→ **Task to complete**
The lines from the start of the data through the line with "[indicate] the man standing" are to be returned verbatim; all later lines are to be omitted.

→ **The input**

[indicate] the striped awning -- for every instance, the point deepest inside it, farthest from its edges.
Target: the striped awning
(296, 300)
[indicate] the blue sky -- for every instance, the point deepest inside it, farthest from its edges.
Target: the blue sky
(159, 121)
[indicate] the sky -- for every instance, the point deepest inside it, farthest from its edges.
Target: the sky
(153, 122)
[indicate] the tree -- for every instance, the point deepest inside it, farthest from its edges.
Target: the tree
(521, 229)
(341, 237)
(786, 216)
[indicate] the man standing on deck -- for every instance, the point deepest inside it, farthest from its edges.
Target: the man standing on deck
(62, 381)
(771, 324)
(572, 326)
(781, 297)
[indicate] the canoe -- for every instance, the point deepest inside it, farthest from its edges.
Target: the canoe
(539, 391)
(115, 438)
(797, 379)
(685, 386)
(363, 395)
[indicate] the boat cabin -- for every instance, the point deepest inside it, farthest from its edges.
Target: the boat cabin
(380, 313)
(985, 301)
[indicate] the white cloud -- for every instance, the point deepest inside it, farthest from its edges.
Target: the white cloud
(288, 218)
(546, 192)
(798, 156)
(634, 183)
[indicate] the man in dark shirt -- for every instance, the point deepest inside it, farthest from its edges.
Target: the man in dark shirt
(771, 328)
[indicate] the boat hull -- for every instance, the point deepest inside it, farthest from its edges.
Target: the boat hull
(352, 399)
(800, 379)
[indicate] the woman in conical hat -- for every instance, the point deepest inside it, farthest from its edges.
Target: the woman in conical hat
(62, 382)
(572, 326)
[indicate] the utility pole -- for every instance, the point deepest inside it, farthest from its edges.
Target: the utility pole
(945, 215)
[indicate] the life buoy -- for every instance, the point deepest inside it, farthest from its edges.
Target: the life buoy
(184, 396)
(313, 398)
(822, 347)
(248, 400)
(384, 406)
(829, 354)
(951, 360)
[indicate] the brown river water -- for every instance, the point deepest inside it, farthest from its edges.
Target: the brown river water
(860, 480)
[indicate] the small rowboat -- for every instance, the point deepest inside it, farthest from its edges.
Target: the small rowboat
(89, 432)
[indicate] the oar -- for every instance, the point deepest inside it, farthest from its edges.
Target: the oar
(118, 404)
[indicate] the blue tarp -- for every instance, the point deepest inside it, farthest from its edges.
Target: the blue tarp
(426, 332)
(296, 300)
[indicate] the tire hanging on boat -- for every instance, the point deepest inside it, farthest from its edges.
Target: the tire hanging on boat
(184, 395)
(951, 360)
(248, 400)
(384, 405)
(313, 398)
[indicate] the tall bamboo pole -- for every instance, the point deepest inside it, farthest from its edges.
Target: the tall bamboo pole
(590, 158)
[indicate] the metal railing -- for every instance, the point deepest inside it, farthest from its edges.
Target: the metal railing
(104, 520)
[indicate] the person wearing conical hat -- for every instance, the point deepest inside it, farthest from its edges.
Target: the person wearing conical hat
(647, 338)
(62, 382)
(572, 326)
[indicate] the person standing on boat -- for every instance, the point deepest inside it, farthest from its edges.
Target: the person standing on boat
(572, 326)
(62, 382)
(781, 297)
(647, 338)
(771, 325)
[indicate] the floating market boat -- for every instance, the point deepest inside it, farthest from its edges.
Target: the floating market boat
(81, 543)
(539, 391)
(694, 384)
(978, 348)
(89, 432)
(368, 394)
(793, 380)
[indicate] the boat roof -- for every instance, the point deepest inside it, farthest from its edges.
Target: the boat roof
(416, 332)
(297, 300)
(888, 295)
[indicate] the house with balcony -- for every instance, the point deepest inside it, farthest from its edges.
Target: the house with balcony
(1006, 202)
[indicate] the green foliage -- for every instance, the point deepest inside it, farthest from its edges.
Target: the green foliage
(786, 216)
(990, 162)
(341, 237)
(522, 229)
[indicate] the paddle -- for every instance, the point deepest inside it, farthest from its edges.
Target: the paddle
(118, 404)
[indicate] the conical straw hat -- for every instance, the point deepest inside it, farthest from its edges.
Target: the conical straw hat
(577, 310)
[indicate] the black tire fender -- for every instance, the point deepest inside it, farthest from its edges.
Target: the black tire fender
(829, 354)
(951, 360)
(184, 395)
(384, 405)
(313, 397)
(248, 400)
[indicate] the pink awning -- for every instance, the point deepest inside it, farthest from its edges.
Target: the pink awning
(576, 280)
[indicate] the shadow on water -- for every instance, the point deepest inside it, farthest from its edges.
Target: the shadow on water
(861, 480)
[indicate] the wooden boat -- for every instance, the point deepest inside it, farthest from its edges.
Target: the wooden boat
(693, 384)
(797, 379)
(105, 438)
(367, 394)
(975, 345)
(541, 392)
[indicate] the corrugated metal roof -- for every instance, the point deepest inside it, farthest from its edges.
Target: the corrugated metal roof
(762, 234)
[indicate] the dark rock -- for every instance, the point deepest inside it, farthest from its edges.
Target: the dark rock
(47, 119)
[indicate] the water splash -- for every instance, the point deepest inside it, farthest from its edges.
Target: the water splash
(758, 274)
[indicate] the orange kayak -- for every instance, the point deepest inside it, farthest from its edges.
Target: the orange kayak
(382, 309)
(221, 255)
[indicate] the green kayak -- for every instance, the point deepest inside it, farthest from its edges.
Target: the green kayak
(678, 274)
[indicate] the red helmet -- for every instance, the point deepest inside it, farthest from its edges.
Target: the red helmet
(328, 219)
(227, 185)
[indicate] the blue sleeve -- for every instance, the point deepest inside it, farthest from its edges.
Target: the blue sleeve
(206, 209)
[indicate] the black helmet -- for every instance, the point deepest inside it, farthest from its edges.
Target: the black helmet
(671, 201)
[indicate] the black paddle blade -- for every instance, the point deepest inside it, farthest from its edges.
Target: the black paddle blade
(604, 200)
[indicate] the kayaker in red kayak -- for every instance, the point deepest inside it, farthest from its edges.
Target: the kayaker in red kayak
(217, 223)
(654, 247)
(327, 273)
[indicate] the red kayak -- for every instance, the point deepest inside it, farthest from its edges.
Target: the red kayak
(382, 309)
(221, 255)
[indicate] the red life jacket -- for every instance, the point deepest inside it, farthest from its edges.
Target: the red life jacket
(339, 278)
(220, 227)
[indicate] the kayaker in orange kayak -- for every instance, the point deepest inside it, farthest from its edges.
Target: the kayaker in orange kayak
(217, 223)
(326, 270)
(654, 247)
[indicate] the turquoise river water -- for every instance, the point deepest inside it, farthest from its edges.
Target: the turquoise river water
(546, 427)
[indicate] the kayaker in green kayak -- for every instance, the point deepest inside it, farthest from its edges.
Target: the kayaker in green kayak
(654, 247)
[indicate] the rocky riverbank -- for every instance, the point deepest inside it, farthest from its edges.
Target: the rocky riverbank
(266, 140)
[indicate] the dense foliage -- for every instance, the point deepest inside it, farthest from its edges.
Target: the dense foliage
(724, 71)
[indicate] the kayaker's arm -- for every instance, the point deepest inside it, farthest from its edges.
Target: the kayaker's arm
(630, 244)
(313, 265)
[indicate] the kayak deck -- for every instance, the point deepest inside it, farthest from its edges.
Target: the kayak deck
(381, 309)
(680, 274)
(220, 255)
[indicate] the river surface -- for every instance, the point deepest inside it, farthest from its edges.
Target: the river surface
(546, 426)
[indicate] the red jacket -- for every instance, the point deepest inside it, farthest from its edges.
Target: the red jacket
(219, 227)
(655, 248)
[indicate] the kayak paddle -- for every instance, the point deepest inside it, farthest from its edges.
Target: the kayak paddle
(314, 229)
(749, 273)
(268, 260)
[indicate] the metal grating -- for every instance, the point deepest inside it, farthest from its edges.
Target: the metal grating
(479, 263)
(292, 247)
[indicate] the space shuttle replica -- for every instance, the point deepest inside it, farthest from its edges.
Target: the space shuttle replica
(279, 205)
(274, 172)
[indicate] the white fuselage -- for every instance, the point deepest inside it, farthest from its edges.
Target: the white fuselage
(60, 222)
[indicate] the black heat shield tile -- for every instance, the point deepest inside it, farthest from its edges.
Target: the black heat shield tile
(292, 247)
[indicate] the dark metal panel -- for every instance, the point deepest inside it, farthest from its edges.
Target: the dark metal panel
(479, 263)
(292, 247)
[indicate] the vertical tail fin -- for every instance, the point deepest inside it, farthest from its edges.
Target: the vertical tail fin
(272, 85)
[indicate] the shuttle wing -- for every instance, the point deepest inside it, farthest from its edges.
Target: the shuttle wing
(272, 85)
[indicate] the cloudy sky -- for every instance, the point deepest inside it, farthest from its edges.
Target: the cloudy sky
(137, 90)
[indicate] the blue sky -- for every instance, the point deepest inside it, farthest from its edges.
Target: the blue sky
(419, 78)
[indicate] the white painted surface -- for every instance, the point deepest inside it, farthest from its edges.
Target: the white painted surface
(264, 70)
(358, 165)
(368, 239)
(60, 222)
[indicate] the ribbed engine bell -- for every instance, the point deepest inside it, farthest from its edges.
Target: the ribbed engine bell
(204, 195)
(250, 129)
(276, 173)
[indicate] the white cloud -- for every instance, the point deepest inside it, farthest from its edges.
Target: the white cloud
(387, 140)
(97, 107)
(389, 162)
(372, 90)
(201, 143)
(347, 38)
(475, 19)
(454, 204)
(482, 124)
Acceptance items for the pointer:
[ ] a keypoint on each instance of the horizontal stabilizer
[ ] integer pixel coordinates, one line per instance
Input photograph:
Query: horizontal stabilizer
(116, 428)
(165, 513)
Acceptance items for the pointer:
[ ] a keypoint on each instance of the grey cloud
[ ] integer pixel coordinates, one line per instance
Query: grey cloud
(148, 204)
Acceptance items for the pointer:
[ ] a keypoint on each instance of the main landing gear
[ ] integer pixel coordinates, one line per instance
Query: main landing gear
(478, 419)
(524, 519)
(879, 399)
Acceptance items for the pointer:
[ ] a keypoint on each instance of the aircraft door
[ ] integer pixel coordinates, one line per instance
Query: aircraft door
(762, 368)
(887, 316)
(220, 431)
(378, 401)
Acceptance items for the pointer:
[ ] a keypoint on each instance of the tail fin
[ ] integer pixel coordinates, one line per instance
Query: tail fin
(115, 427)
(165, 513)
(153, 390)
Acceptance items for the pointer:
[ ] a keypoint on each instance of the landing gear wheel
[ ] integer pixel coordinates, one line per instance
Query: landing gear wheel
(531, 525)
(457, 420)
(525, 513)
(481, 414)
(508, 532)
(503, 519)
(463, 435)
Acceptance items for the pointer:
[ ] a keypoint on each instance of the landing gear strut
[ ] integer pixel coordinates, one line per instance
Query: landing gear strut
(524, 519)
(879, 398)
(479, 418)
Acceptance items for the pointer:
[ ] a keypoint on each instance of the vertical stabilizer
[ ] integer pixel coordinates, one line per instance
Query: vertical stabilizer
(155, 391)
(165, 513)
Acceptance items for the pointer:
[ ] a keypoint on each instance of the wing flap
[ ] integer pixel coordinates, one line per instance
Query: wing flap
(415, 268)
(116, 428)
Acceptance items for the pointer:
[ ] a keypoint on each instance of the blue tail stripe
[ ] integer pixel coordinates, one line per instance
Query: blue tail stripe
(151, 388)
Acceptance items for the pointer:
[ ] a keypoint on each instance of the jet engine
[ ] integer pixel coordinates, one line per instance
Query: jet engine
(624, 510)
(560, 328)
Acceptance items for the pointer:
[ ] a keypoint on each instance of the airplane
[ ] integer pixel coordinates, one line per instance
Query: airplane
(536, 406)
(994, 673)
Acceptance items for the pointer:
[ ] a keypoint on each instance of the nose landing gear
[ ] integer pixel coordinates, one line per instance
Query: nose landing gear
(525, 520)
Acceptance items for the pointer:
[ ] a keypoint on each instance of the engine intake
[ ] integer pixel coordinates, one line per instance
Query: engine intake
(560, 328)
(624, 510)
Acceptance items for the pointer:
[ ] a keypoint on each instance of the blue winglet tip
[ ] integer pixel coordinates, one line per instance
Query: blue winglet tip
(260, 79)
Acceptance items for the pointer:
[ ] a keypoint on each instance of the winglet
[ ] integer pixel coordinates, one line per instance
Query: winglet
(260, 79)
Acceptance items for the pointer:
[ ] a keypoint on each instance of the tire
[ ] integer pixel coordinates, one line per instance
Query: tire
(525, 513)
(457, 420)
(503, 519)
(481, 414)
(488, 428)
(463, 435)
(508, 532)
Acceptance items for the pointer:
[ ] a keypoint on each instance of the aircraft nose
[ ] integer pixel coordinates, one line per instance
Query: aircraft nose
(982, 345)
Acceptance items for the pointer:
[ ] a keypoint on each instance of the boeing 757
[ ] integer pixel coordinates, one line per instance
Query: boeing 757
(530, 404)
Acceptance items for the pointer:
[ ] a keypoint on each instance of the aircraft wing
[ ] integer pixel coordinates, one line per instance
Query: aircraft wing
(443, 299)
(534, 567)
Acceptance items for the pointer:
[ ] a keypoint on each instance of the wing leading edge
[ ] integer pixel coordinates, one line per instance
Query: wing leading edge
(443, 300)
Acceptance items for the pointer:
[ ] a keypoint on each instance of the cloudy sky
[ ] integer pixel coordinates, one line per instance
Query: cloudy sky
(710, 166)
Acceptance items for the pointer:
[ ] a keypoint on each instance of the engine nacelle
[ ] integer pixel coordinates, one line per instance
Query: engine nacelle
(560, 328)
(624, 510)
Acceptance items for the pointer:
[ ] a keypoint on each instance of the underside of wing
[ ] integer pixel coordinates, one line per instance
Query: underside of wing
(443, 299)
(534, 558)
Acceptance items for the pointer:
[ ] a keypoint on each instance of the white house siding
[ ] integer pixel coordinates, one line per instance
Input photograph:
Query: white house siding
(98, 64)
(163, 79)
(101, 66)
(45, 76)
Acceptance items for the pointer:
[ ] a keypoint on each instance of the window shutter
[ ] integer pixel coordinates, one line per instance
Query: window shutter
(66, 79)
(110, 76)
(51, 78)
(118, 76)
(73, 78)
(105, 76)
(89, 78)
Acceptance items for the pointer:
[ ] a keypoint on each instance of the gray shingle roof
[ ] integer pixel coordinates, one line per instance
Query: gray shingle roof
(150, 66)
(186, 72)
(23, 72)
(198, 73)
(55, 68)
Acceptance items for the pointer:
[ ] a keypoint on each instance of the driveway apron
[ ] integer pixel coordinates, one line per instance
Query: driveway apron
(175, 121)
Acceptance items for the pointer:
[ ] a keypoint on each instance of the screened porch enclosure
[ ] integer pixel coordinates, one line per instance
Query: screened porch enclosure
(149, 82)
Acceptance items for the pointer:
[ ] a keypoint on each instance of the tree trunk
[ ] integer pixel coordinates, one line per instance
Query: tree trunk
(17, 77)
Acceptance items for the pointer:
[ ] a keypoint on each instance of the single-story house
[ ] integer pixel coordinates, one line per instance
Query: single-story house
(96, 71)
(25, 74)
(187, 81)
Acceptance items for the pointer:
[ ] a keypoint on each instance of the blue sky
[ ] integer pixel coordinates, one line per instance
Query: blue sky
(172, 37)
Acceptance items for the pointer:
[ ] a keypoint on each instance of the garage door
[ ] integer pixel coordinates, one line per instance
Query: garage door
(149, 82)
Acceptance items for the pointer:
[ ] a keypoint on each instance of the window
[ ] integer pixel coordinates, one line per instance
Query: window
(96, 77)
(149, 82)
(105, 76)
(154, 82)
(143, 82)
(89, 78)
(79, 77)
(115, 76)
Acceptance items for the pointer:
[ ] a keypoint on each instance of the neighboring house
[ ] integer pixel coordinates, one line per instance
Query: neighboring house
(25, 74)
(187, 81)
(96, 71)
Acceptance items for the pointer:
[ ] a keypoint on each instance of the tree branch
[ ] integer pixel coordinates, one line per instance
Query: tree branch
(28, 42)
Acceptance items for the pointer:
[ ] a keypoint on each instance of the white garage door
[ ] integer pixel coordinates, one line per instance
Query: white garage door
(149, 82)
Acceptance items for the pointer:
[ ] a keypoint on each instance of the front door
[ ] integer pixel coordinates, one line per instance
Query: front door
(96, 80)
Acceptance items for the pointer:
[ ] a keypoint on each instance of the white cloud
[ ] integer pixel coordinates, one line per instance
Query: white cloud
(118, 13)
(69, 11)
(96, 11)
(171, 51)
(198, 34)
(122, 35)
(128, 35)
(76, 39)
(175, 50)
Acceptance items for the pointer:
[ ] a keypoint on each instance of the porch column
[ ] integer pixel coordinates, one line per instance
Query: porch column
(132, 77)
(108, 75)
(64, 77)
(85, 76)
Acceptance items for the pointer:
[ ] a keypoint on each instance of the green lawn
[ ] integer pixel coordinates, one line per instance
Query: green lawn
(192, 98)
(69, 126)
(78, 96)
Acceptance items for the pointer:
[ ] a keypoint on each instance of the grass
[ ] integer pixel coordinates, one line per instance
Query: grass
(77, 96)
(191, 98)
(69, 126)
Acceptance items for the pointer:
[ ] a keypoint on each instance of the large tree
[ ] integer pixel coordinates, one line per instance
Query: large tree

→ **Worked solution**
[indicate] the striped awning -- for every instance, the point deepest inside it, farthest from its edges.
Target: the striped awning
(296, 300)
[indicate] the blue sky -- for every instance, the point deepest inside it, farthest from its edges.
Target: the blue sky
(159, 121)
[indicate] the sky -- for every instance, the point deepest inside it, farthest from its edges.
Target: the sky
(153, 122)
[indicate] the tree -- for every instance, the point deepest inside it, farthest from its edges.
Target: the tree
(521, 229)
(341, 237)
(786, 216)
[indicate] the man standing on deck -- for every instance, the point deepest inside it, farthest from its edges.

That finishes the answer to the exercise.